Supplied text:
Probiotic veg sales in a pickle?

By staff reporter

- Last updated on GMT

Related tags: Marketing, Nutrition, Vegetable

The relative resistance marketers have faced trying to push
probiotic ingredients in the US, when compared with Europe, could
be solved via another market: fermented vegetables.

According to a new report from market research publisher Packaged Facts, US sales of fermented vegetable have remained flat at $2.6bn over the past five years - despite consumers knowing more now about the health benefits of probiotics.

Probiotic yoghurts have proved to be a challenge for marketers in the US when compared with their European counterparts, as North American customers seem to have been less open to the idea of so-called "friendly bacteria".

The correct balance of probiotic bacteria in the large intestine has been implicated in several health benefits including gut health and immunity, although it is not possible to make direct health claims in many markets.

Yet surveys have shown the US is lagging behind Europe in terms of accepting this idea of friendly bacteria. Although the situation in the US is slowly changing through increased exposure and thanks to campaigns such as that of Danone's Activia yoghurt line.

While yoghurts have been the most widespread food vehicle for delivering probiotics to consumers, Packaged Facts presents fermented vegetables - like pickles - as an untapped source.

"If you look on the supermarket shelves, right next to the organic pickles, olives, and other marinated condiments, we're seeing healthy competition from ethnic fare, particularly Asian and Hispanic,"​ said Don Montuori, publisher of Packaged Facts. "This opens up ethnic demographics as well as Baby Boomers as key targets for manufacturers who want to increase sales by focusing on innovative flavors, greater varieties of premium vegetables, and ethnic-inspired condiments."

Packaged Facts projects the fermented vegetable market's struggle will continue due to a consumer shift from processed to fresh foods.

Sales are expected to dip to $2.57bn by 2010 as the refrigerated pickles, olives, and relishes category continues to decline. Shelf stable fare is expected to remain flat despite manufacturer efforts to upscale and introduce healthier products and unique flavors.

Assigned task 1:
According to the fermented vegetables article, at what figure have US fermented vegetable sales stayed flat over the past five years?
Assigned task 2:
For each statement, say whether it agrees with the fermented vegetables article, and quote the words that decide it. (a) Packaged Facts expects sales to fall to $2.57bn by 2010. (b) North American customers have been more open than Europeans to the idea of "friendly bacteria." (c) Shelf stable fare is expected to grow.
Assigned task 3:
Reproduce the passage of the fermented vegetables article between "According to a" and "benefits of probiotics.", inclusive.
The material has no role in this exercise.

The data:

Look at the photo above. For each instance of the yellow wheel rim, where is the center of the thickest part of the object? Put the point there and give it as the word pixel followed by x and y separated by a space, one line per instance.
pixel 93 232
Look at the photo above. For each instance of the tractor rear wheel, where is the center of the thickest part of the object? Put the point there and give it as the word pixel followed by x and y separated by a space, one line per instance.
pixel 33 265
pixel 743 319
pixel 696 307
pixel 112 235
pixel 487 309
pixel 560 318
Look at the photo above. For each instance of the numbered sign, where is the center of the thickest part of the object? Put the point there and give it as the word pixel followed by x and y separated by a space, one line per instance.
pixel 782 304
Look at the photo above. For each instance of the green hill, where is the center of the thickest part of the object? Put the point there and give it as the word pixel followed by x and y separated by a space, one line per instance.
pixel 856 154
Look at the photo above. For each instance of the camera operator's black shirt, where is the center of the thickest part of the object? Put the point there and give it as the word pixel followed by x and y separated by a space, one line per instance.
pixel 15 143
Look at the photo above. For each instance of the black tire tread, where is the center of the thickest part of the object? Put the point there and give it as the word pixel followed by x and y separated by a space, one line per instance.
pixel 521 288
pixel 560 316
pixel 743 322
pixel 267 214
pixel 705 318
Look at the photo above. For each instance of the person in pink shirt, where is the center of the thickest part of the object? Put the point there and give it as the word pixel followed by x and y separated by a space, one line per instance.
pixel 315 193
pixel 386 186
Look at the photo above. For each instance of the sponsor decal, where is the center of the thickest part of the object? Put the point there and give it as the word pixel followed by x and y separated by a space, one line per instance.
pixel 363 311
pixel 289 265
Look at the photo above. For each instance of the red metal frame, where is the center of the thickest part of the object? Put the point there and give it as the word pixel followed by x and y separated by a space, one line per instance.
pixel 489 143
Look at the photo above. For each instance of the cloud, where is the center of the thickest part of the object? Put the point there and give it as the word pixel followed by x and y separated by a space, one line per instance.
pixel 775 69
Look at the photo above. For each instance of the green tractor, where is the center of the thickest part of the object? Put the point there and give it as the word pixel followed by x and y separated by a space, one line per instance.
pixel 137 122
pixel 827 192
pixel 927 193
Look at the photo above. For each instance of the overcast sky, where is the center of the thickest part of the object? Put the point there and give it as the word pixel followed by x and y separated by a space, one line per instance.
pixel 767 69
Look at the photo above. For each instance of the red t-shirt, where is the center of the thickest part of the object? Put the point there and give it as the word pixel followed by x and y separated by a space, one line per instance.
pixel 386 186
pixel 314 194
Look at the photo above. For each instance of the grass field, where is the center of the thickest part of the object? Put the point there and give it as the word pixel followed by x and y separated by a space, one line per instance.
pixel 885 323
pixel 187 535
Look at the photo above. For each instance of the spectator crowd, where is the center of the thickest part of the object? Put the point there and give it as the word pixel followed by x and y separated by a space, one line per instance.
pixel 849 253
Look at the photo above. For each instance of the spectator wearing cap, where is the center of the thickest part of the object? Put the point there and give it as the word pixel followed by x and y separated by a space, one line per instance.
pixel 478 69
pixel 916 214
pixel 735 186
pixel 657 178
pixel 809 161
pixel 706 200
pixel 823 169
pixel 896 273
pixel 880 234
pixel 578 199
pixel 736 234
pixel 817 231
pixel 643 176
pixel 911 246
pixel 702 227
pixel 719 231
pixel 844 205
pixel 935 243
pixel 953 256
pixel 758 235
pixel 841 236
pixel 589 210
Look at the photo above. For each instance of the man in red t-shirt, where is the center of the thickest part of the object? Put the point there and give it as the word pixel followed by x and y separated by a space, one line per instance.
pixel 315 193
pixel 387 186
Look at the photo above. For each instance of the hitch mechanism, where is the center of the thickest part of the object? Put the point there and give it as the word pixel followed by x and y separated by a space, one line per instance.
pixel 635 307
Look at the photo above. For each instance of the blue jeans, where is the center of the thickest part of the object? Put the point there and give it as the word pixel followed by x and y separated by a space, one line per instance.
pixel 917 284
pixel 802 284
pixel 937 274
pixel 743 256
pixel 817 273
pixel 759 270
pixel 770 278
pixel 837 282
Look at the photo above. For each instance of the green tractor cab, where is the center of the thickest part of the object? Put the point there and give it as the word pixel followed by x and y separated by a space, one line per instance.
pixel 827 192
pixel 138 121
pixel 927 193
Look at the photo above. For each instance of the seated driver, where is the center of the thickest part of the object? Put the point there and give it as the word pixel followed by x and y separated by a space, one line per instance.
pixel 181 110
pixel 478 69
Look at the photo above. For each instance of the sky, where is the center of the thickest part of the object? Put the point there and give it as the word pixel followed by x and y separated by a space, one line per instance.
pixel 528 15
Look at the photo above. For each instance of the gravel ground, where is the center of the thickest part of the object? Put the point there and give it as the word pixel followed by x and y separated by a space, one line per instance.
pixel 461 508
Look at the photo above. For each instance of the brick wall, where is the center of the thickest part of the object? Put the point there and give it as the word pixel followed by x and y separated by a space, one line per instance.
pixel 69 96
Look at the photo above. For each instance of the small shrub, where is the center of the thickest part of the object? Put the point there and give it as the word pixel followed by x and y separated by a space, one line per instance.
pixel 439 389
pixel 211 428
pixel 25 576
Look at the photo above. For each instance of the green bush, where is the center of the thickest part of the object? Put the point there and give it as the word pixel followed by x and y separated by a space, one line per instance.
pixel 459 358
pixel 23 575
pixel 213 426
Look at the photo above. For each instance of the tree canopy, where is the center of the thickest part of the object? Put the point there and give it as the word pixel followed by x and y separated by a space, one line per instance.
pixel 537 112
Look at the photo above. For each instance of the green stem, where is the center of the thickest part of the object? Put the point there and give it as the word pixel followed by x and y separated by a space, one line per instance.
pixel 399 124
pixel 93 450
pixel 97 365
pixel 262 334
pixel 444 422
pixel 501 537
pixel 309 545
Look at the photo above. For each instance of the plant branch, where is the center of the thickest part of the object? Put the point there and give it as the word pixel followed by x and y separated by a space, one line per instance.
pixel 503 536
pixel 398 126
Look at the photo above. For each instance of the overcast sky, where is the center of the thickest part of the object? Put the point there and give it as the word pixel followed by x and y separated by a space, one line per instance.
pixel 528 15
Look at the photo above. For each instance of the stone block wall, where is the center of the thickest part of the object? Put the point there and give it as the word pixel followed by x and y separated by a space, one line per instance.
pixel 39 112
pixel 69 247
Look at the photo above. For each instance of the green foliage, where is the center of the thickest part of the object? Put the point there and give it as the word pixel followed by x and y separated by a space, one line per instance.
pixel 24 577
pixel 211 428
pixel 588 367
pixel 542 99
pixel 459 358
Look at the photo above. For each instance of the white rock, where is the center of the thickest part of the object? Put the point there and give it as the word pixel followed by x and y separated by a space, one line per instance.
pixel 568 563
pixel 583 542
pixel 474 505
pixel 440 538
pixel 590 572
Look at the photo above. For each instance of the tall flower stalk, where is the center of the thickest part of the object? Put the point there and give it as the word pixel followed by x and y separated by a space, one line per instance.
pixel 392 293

Response area 1:
$2.6bn

Response area 2:
(a) Yes: "Sales are expected to dip to $2.57bn by 2010"
(b) No: "North American customers seem to have been less open to the idea of so-called "friendly bacteria""
(c) No: "Shelf stable fare is expected to remain flat"

Response area 3:
According to a new report from market research publisher Packaged Facts, US sales of fermented vegetable have remained flat at $2.6bn over the past five years - despite consumers knowing more now about the health benefits of probiotics.